** Stated exercise A **
Translate into French the following sentence from the Fabrizio Marrella biography: "Marrella is fluent in English, French, Spanish and Italian."

** Page text **
--------
= Fabrizio Marrella =

Italian academic

Fabrizio Marrella, born in Venice, Italy, is Professor of International Law and of International Business Law at the University of Venice. In 2008, he was appointed as the E.MA Programme Director at the European Inter-University Centre for Human Rights and Democratisation (EIUC) where he was a member of the Board of Directors.

== Education ==
Marrella holds doctorates in Law from Pantheon-Sorbonne University and University of Bologna Law School. He also holds the Certificate as well as the Diploma of The Hague Academy of International Law (1998). He was awarded, on the base of merit, two scholarships: one from the University of Bologna and another one from the National Research Council (C.N.R.) of Italy.

== Career ==

Marrella has an extensive background in international law. He was invited to deliver a course at the Hague Academy of International Law in 2013. He specializes in International Economic Law and focuses primarily on international commercial contracts and investment arbitration also in connection with new human rights issues.

Marrella is fluent in English, French, Spanish and Italian.

== Past academic positions ==

In 2006, Marrella was appointed professeur invité at the University of Strasbourg (France). In 2007 and 2008, Prof. Marrella has served as vice-Director of the Harvard University-Venice program where he taught International Business Law. He was formerly Adjunct Professor of International Business Law at the IHEAL (Institute for Advanced Studies on Latin America) of the University of Paris III: Sorbonne Nouvelle and lecturer at the Paris Institute of Comparative Law (Panthéon-Assas University). Marrella also served as co-director for the Wake Forest University School of Law Comparative Law Program in Venice.

Marrella taught "The international Arbitral Process", Vanderbilt University Law School; International Business Transactions (Widener International Law Summer Institute); Derecho del comercio internacional (taught in Spanish) in the Universidad Interamericana de Puerto Rico.

== Fellowship ==
Marrella is a member or a fellow of:

- International Law Association (sezione italiana).
- European Society of International Law (ESIL)
- European Private International Law Research Network.
- Italian Society for International Law/Società Italiana per il Diritto internazionale (SIDI/ISIL).
- Italian Arbitration Association/ Associazione italiana per l'arbitrato (AIA).
- CIDOIE (centro interuniversitario sul diritto delle organizzazioni internazionali economiche delle Università "Bocconi" di Milano, Genova, Torino, delPiemonte orientale e della Val d'Aosta)
- Societé Française de Droit International (SFDI).
--------
** Records for the task **
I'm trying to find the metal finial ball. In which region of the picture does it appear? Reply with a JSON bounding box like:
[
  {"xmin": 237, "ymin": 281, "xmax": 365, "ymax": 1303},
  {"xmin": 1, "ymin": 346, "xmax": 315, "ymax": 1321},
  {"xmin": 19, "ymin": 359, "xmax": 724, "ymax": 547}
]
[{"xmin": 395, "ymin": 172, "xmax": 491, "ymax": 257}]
--------
** Stated exercise B **
Rewrite the listing above, swapping "metal finial ball" for "brass finial ball" and keeping everything else the same.

** Complete output A **
Marrella parle couramment l'anglais, le français, l'espagnol et l'italien.

** Complete output B **
I'm trying to find the brass finial ball. In which region of the picture does it appear? Reply with a JSON bounding box like:
[
  {"xmin": 237, "ymin": 281, "xmax": 365, "ymax": 1303},
  {"xmin": 1, "ymin": 346, "xmax": 315, "ymax": 1321},
  {"xmin": 19, "ymin": 359, "xmax": 724, "ymax": 547}
]
[{"xmin": 395, "ymin": 172, "xmax": 491, "ymax": 257}]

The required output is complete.